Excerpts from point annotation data
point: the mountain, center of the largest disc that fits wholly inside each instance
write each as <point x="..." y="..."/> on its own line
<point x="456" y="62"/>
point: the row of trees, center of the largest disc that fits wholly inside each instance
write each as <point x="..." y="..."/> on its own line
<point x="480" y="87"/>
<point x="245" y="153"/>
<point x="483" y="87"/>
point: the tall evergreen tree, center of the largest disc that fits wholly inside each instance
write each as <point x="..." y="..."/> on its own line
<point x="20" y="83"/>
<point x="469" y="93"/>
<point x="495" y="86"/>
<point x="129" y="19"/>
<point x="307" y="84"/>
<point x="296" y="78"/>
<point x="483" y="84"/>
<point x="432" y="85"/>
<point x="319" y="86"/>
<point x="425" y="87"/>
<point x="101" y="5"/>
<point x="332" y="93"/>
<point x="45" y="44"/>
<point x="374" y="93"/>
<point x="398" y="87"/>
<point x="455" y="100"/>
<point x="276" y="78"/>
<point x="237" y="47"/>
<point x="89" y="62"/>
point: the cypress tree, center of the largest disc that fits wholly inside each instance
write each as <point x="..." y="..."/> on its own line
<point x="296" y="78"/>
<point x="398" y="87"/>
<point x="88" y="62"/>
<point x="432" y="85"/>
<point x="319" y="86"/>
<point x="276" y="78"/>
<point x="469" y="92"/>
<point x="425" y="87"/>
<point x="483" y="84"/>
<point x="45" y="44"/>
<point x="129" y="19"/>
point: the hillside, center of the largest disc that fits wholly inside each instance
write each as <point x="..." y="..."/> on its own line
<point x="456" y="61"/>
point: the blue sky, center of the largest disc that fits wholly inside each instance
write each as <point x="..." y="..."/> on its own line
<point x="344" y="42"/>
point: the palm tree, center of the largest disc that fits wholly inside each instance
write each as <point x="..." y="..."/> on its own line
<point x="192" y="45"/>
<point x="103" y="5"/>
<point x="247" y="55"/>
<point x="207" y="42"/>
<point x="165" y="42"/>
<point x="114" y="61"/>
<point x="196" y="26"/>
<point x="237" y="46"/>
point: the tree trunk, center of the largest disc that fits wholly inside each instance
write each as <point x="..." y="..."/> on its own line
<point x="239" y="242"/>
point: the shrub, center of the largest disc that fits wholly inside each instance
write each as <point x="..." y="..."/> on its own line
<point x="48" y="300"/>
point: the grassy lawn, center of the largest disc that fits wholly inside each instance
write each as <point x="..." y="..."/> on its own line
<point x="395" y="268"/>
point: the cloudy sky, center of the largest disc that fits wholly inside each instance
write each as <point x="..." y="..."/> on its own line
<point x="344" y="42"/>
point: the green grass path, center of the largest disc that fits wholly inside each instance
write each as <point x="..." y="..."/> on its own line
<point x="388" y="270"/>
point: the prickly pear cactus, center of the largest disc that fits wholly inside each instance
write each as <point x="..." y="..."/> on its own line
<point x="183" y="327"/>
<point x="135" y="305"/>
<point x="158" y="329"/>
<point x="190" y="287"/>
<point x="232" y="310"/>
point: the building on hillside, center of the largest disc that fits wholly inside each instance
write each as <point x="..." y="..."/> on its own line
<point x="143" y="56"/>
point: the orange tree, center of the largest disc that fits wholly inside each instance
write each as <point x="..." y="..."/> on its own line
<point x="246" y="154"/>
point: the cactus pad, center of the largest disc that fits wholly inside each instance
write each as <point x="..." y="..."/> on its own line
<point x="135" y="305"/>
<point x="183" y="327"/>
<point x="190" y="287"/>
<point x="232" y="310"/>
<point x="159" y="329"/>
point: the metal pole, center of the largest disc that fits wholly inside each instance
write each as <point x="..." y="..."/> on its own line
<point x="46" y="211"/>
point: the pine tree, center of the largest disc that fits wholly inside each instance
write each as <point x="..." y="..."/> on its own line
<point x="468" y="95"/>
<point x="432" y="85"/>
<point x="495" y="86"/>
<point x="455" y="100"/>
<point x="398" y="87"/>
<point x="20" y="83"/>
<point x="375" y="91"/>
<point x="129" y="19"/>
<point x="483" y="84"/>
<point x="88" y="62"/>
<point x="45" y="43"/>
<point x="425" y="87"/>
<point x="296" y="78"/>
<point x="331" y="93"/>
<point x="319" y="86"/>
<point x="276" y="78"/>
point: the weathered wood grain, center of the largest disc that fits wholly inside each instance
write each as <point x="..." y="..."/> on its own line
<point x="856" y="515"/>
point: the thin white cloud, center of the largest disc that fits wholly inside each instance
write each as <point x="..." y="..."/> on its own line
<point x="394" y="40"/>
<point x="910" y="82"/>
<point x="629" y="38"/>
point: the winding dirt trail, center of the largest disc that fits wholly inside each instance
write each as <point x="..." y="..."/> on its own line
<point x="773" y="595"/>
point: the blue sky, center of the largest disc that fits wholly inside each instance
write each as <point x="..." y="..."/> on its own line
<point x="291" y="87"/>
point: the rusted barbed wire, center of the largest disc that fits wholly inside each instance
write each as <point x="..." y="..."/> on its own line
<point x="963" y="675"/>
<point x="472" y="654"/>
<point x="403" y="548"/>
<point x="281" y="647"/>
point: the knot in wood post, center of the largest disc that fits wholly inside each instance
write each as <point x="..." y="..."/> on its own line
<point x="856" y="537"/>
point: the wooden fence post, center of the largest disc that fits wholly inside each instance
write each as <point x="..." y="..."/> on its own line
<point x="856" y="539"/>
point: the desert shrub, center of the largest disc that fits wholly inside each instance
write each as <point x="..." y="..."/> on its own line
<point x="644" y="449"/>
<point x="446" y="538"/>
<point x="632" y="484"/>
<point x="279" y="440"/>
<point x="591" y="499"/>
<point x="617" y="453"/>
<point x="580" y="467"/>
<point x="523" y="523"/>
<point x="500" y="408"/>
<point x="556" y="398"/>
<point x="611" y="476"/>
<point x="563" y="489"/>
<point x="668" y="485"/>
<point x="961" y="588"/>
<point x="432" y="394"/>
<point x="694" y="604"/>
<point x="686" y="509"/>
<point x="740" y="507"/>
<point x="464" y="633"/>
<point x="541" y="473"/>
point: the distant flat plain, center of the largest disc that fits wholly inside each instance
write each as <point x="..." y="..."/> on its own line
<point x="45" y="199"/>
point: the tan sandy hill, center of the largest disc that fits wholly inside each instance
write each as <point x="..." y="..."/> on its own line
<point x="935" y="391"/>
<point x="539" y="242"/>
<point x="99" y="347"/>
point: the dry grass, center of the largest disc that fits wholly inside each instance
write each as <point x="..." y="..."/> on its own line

Goal of the exercise:
Transcribe exactly the line containing "point: the desert" and all remaining lines of the material, ending with the last one.

Complete answer:
point: the desert shrub, center of the largest disc that fits wholly inside each instance
write each as <point x="..." y="..."/> on its own line
<point x="644" y="449"/>
<point x="446" y="538"/>
<point x="632" y="484"/>
<point x="279" y="440"/>
<point x="591" y="499"/>
<point x="617" y="453"/>
<point x="580" y="467"/>
<point x="523" y="523"/>
<point x="500" y="408"/>
<point x="556" y="398"/>
<point x="611" y="476"/>
<point x="563" y="489"/>
<point x="668" y="485"/>
<point x="961" y="588"/>
<point x="432" y="394"/>
<point x="694" y="604"/>
<point x="686" y="509"/>
<point x="740" y="507"/>
<point x="464" y="633"/>
<point x="541" y="473"/>
point: the distant flat plain, center of the largest disc that fits wholly inside each instance
write each as <point x="..." y="..."/> on its own line
<point x="45" y="199"/>
point: the tan sandy hill, center of the largest disc that fits wholly inside each instance
write each as <point x="..." y="..."/> on its own line
<point x="935" y="391"/>
<point x="539" y="242"/>
<point x="99" y="347"/>
point: the dry grass, center of the largest disc that fits wholly inside each instance
write each as <point x="..." y="..."/> on its own line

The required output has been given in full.